**Quoted text**
########
First of all, Apprenticeship Patterns is a very general book. There's little to no code, and it talks mostly about high-level best practices. The authors describe a set of "patterns", similar to the kind you may find in a software design patterns book. These patterns are intended to be adapted and applied to the lives of aspiring software craftsmen as they come across typical situations in their careers. The hope is that even as the pattern language led to great strides in code quality by codifying certain programming concepts, the same can be done for developers' careers using these Apprenticeship Patterns.
 

The authors structured the book in a very interesting way. It's organized it in a very hyperlink-heavy format. There are constant, hyperlinked references to other patterns in the descriptions for each pattern. Sometimes the hyperlinked reference to a pattern exists even before that pattern has been covered in the book. The authors say they did this to encourage the user to meander rather than read linearly and hence discover the relationships between families of patterns.

Each pattern in the book has a context, a problem, a solution, and an action:

  • The context is the point in life where the aspiring software craftsman may find himself. 
  • The problem describes an artifact of that situation that may be stunting his growth as a craftsman.  
  • The solution describes a general plan the developer can undertake to resolve the problem and move on to the next stage of his career. 
  • The action describes a concrete first step the developer can take towards implementing this solution.
For example - Apprenticeship Patterns contains a pattern called "Breakable Toys." Roughly paraphrased:
  • The context: As a developer, you know that you learn as much (if not more) from failure, as opposed to success.
  • The problem: You're in a high-stakes environment where success is critical and there isn't much room for failure. 
  • The solution: Design and build toy systems outside of the context of what you do for work. Do something like, build a wiki, or a calendar, or a to-do notes system. Or build a game. This will allow you to fail without suffering severe consequences. 
  • The action: Build the world's simplest wiki.
Of course, there's a lot more detail in the actual book, but that's a general idea of what these patterns look like. 

Criticisms

Apprenticeship Patterns describes the mindset you need to have in order to become a truly great developer. For me, it was a good reminder of what my motivations should be as an aspiring craftsman, and which aspects of my career I should be focusing on more. However, it's a very high-level reminder. Maybe it's the stage in my career, but I think I would have preferred something a little more gritty.
########
**Record list**
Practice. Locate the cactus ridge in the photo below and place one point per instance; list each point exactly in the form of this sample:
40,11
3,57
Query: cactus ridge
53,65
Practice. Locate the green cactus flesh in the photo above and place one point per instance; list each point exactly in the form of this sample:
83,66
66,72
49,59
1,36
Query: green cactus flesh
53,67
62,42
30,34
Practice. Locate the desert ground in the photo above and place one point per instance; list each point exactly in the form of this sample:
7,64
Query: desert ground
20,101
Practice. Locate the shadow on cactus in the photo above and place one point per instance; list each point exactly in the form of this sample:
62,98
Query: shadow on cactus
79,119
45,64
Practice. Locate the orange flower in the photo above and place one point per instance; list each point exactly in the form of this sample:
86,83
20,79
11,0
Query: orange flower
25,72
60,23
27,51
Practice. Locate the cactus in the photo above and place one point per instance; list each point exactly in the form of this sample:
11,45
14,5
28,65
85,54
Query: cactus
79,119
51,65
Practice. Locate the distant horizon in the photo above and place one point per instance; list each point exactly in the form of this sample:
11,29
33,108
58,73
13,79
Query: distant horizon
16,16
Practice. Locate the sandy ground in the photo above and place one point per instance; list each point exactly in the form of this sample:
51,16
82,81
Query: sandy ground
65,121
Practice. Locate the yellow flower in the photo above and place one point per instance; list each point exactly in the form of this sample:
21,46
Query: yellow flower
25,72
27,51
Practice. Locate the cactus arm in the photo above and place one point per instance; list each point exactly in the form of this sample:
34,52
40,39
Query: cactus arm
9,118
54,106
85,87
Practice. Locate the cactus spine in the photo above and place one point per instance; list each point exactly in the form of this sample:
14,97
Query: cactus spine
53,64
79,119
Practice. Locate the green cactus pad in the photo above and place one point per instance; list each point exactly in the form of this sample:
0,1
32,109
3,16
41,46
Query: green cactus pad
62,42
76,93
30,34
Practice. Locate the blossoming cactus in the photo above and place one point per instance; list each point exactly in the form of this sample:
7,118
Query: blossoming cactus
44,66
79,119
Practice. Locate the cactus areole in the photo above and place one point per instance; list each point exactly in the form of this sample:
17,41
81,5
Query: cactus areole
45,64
########
**Instructions**
(a) According to the Apprenticeship Patterns review, why did the authors fill the book with hyperlinked references to other patterns?
(b) Continue the Apprenticeship Patterns review from where it stops.

**Per-task outputs**
(a) To encourage the reader to meander rather than read linearly, and so discover the relationships between families of patterns.

(b)
The whole hyperlinked thing definitely did not work for me. I'm the sort of person who read those old choose your own adventure series by bookmarking every choice and then once I had reached an ending, I went back to the last choice I made, and made a different decision until I had recursively "read" the entire book. If I were looking up articles online, I wouldn't mind working with the hyperlinked approach. When I'm reading a book, please let it be linear. 


Finally, a design patterns book is usually something you consider as a reference. Human lives and careers are infinitely more complex than code. I don't really see myself using this as a reference book for various stages of my career. 

Take-aways

Like I said earlier, Apprenticeship Patterns is a good reminder of what one needs to do to be a world-class developer. Here are some solid take-away points that stood out to me:
  • Surround yourself by people who know more than you
This is kind of a given. It's well known that you are the average of the five people you spend the most amount of time with. If you want to be more like someone, go spend time with them. Apprenticeship Patterns places a lot of value in social learning - learning with and from people. Social learning is much much much better than learning from a book or a video and is, I think, one of the prime benefits why going to an institution of higher education beats out MOOCs. 
  • Don't be ashamed of being dumb. Everyone was dumb once.
Ask questions. Don't worry whether someone might think you stupid. It's far more likely that they'll appreciate sharing their knowledge with you. If not, then they're not the sort of people you want to be asking questions anyway. This is something that has been driven into me at my job and something I've really come to embrace.
  • It might be a good idea to reinvent the wheel if you're doing it as an exercise.
This is something I got from the Breakable Toys pattern I mentioned above. For a while now, I've wanted to build an app that I can publish to Google Play, but every time I got an idea, I checked Google Play and someone else had already done it. I realized that "don't reinvent the wheel" is so deeply ingrained in me that I was hesitant to do something that had already been done, even if its only purpose in doing it was to hone my coding skills.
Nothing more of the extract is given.